• Your task: In the response, each entry below should appear again exactly as given.

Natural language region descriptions
»»

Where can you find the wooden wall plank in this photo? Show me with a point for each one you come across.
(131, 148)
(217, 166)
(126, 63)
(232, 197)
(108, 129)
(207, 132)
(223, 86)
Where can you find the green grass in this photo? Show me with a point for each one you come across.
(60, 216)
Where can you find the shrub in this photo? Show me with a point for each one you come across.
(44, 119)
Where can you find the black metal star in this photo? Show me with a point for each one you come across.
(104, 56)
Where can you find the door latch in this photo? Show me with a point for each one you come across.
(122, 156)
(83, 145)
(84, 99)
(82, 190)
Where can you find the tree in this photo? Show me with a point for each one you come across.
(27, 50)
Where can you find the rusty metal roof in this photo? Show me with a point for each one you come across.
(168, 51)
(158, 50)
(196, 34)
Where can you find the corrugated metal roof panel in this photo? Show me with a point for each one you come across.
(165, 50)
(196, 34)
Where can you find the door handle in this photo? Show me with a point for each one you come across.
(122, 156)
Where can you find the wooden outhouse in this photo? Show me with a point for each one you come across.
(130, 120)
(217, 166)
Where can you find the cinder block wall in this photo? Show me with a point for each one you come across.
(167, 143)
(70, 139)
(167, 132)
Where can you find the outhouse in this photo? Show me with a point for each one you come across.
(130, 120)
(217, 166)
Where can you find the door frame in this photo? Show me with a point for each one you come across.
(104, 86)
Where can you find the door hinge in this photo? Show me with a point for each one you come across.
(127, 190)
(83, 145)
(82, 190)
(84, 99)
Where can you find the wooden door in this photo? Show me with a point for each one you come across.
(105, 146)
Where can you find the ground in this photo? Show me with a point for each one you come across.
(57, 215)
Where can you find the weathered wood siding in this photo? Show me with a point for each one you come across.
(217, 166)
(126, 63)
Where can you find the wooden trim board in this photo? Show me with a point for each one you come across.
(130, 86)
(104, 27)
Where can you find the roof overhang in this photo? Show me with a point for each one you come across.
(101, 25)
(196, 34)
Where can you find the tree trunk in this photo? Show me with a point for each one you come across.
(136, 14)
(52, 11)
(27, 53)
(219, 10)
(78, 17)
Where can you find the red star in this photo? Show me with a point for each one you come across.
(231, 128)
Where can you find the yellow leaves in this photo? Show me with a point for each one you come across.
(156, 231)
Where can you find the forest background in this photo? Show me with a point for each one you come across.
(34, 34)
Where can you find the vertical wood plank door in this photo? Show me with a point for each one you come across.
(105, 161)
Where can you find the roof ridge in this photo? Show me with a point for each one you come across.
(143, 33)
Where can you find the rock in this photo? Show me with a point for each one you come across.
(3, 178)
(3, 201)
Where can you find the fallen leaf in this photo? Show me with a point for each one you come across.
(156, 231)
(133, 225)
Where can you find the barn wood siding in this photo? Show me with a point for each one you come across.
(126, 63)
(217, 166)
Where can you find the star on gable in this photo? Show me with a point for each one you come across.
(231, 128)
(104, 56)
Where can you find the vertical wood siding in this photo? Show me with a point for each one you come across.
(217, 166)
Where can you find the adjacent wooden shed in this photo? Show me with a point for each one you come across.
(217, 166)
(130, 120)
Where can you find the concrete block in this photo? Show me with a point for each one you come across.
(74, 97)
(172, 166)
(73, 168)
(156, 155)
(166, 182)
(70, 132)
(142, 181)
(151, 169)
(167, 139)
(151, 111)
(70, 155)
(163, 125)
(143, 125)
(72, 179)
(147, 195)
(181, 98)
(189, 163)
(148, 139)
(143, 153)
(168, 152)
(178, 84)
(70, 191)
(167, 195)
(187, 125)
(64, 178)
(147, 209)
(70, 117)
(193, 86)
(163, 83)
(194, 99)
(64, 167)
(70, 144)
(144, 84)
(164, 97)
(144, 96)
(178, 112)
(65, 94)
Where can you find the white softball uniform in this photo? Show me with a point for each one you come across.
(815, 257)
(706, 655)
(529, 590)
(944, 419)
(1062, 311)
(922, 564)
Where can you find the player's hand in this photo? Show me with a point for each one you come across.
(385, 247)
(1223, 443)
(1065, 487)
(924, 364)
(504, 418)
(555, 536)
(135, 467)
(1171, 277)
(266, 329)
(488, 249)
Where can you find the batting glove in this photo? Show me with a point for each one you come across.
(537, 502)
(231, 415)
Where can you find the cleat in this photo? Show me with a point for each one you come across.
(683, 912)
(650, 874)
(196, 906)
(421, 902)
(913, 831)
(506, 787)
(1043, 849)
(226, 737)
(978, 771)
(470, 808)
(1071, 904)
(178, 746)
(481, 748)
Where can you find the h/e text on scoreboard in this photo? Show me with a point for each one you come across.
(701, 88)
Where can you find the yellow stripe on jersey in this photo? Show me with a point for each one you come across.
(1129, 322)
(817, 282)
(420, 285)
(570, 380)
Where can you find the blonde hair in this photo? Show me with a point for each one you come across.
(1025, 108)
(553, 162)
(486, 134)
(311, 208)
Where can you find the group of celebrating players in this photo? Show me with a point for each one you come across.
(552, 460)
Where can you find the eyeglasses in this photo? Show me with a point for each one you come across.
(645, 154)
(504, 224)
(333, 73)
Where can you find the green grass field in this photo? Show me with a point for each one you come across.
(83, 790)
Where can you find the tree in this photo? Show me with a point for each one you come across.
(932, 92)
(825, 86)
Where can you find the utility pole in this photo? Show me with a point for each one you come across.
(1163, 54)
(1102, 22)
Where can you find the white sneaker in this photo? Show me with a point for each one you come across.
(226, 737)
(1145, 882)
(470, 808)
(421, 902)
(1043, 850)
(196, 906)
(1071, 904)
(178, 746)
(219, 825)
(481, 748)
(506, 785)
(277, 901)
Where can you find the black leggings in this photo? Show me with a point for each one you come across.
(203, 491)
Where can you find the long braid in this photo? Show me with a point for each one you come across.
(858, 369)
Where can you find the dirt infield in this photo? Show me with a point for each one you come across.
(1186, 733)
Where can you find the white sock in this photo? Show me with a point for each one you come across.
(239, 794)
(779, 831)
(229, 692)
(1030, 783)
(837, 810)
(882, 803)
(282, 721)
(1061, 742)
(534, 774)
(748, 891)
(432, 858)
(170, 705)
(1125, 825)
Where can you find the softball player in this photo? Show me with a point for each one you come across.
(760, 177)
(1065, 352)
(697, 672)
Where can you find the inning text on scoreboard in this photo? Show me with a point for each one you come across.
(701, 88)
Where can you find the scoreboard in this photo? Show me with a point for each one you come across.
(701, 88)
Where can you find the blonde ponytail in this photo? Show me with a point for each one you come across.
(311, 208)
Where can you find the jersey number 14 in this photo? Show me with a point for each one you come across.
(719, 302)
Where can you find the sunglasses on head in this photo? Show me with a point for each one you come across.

««

• Response:
Where can you find the wooden wall plank in this photo? Show me with a point for each one you come across.
(131, 148)
(217, 166)
(126, 63)
(232, 197)
(108, 129)
(207, 132)
(223, 86)
Where can you find the green grass in this photo? Show me with a point for each one you come across.
(60, 216)
Where can you find the shrub in this photo? Show me with a point for each one you come across.
(44, 119)
Where can you find the black metal star in this photo? Show me with a point for each one you come across.
(104, 56)
Where can you find the door latch in this photo? Show me with a point for each one you come across.
(122, 156)
(83, 145)
(84, 99)
(82, 190)
Where can you find the tree in this photo? Show me with a point for each one you come across.
(27, 50)
Where can you find the rusty metal roof in this photo? Show me with a point for each one you come across.
(168, 51)
(158, 50)
(196, 34)
Where can you find the corrugated metal roof panel in this photo? Show me with a point for each one you come across.
(165, 50)
(196, 34)
Where can you find the door handle in this photo? Show me with a point for each one you come across.
(122, 156)
Where can you find the wooden outhouse in this photo? Show me with a point for each one you come across.
(130, 120)
(217, 166)
Where can you find the cinder block wall in this photo? Show me with a point for each one you come across.
(167, 143)
(70, 139)
(167, 132)
Where can you find the outhouse in this photo? Show me with a point for each one you come across.
(130, 120)
(217, 166)
Where can you find the door frame in this photo? Show me with a point for each one you come across.
(104, 86)
Where can you find the door hinge in this photo? Show me with a point for each one you come across.
(127, 190)
(83, 145)
(82, 190)
(84, 99)
Where can you find the wooden door in this photo? Show me with a point for each one you come across.
(105, 146)
Where can you find the ground in this photo? Show me with a point for each one you come across.
(57, 215)
Where can you find the weathered wood siding in this photo? Show me with a point for each one you come across.
(217, 166)
(126, 63)
Where can you find the wooden trim board in this photo? Show me with a point for each one you come across.
(130, 86)
(104, 27)
Where can you find the roof overhang in this photo? Show me with a point for each one you come across.
(101, 25)
(196, 34)
Where can you find the tree trunk in this photo? Show me with a point for each one you come across.
(136, 14)
(52, 11)
(27, 53)
(219, 10)
(78, 17)
Where can you find the red star in this photo? Show me with a point for each one you come across.
(231, 128)
Where can you find the yellow leaves in this photo? Show me with a point for each one you come across.
(156, 231)
Where can you find the forest background in this photo? Show me with a point for each one you come across.
(34, 34)
Where can you find the vertical wood plank door in this photo? Show me with a point for each one you come across.
(105, 161)
Where can you find the roof ridge in this photo? Show me with a point for each one you come across.
(143, 33)
Where can you find the rock in this photo? Show me with a point for each one you come across.
(3, 178)
(3, 201)
Where can you find the fallen leaf in this photo? Show me with a point for each one you come across.
(156, 231)
(133, 225)
Where can you find the barn wood siding in this photo? Show me with a point for each one you come across.
(126, 63)
(217, 166)
Where can you find the star on gable in this photo? Show me with a point for each one you come across.
(231, 128)
(104, 56)
Where can you find the vertical wood siding in this photo? Show me with a point for each one you come across.
(217, 166)
Where can you find the adjacent wooden shed in this photo? Show me with a point for each one you come across.
(217, 166)
(130, 120)
Where can you find the concrete block in this photo? Show me with a point for each one you come across.
(74, 97)
(172, 166)
(73, 168)
(156, 155)
(166, 182)
(70, 132)
(142, 181)
(151, 169)
(167, 139)
(151, 111)
(70, 155)
(163, 125)
(143, 125)
(72, 179)
(147, 195)
(181, 98)
(189, 163)
(148, 139)
(143, 153)
(168, 152)
(178, 84)
(70, 191)
(167, 195)
(187, 125)
(64, 178)
(147, 209)
(70, 117)
(193, 86)
(163, 83)
(194, 99)
(64, 167)
(70, 144)
(144, 84)
(164, 97)
(144, 96)
(178, 112)
(65, 94)
Where can you find the white softball uniform in this photo? Show me with a point for each one you come across.
(815, 257)
(706, 655)
(529, 590)
(944, 419)
(1062, 311)
(922, 564)
Where can you find the player's hand in this photo? Show me with a point for each one you come across.
(385, 247)
(1223, 443)
(1065, 487)
(924, 364)
(504, 418)
(555, 536)
(135, 467)
(1171, 277)
(266, 329)
(488, 249)
Where can you find the batting glove in this photo? Show me with a point for each one you come across.
(537, 502)
(231, 415)
Where can you find the cleat in this photo? Show me with a point for each one you come across.
(683, 912)
(650, 874)
(196, 906)
(421, 902)
(913, 831)
(506, 787)
(1043, 849)
(226, 737)
(978, 771)
(470, 808)
(1071, 904)
(178, 746)
(481, 748)
Where can you find the h/e text on scoreboard in this photo? Show me with a point for each one you come across.
(701, 88)
Where can you find the yellow stripe on jersey in this photo? Show me with a point for each one you come across.
(1129, 322)
(817, 282)
(420, 285)
(570, 380)
Where can you find the blonde hair in this photo? Show me with a point for each one you come across.
(1025, 108)
(553, 162)
(486, 134)
(311, 208)
Where can you find the group of celebrating players in this photo? Show me with a point for each one you come across.
(552, 460)
Where can you find the eyeglasses in this photo? Show me with a point for each one you come across.
(645, 154)
(504, 224)
(333, 73)
Where can you find the green grass field in this photo? Show me with a point for each one you come across.
(83, 790)
Where can you find the tree in this photo? Show me with a point for each one you come across.
(932, 92)
(825, 86)
Where can you find the utility pole in this photo? Show me with a point for each one you come across.
(1163, 54)
(1102, 22)
Where can you find the white sneaker in this photo? Show me with a point for each one you come across.
(226, 737)
(1145, 882)
(470, 808)
(421, 902)
(1043, 850)
(196, 906)
(1071, 904)
(178, 746)
(219, 825)
(481, 748)
(506, 785)
(277, 901)
Where can you find the black leggings in this photo? Show me with a point for each one you come across.
(203, 491)
Where can you find the long braid in this photo? Show me with a point for each one you come across.
(858, 369)
Where can you find the dirt infield in this photo? Show me with a point for each one you come across.
(1186, 733)
Where can you find the white sock in this photo? Show me with a point for each one you come across.
(239, 794)
(779, 831)
(229, 692)
(1030, 783)
(837, 810)
(882, 803)
(282, 721)
(1061, 742)
(534, 774)
(748, 891)
(432, 858)
(170, 705)
(1125, 825)
Where can you find the softball player in this photo? Show me with a point for each one you come across.
(760, 177)
(1065, 352)
(697, 672)
Where can you find the inning text on scoreboard in this photo? Show me with a point for each one you come across.
(701, 88)
Where can you find the scoreboard in this photo? Show me with a point for each one you come across.
(701, 88)
Where can you find the blonde ponytail in this photo? Show me with a point for each one you come across.
(311, 208)
Where can you find the jersey number 14 in this photo? Show me with a point for each one you come across.
(719, 302)
Where can you find the sunglasses on head in this photo? Show me with a point for each one you come across.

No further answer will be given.